──────── MATERIAL SHOWN ────────

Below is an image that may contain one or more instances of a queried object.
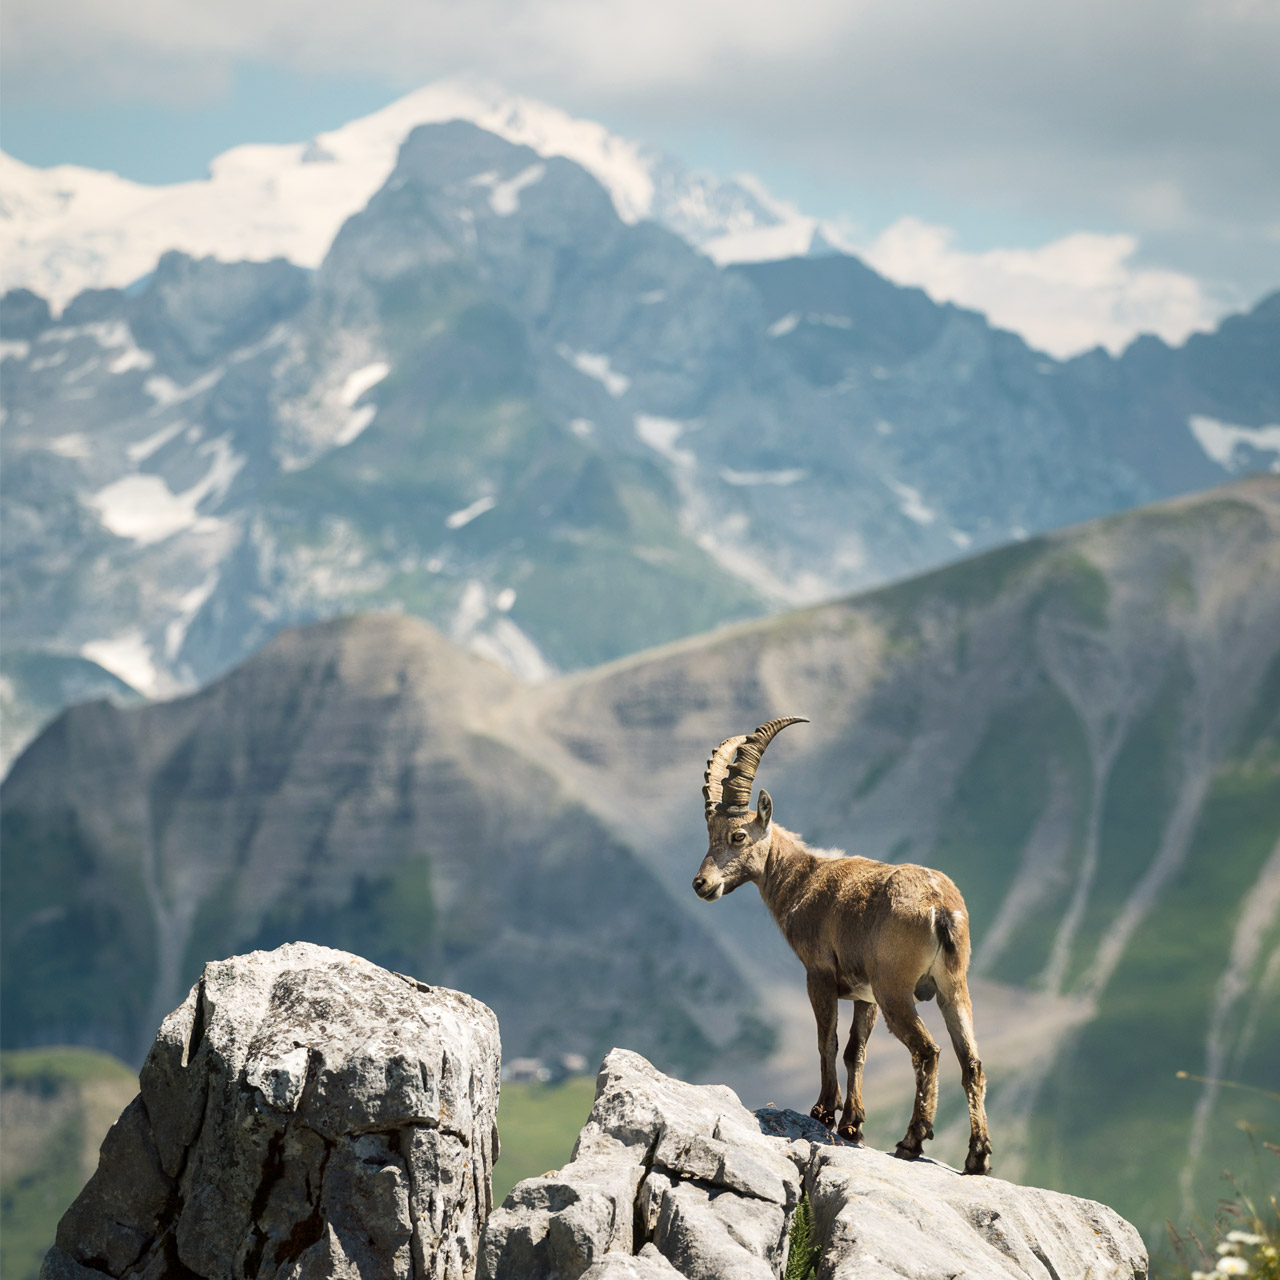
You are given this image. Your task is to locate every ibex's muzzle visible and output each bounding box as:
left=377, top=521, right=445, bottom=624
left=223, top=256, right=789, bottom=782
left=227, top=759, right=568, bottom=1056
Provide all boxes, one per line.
left=692, top=861, right=724, bottom=900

────────

*WHAT IS EXPECTED*. Output only the lines from the one containing "left=227, top=759, right=568, bottom=1056" through the end of the material, please, exactly as they appear.

*RESPONSE*.
left=227, top=759, right=568, bottom=1056
Provide all boxes, one per line.
left=692, top=861, right=724, bottom=900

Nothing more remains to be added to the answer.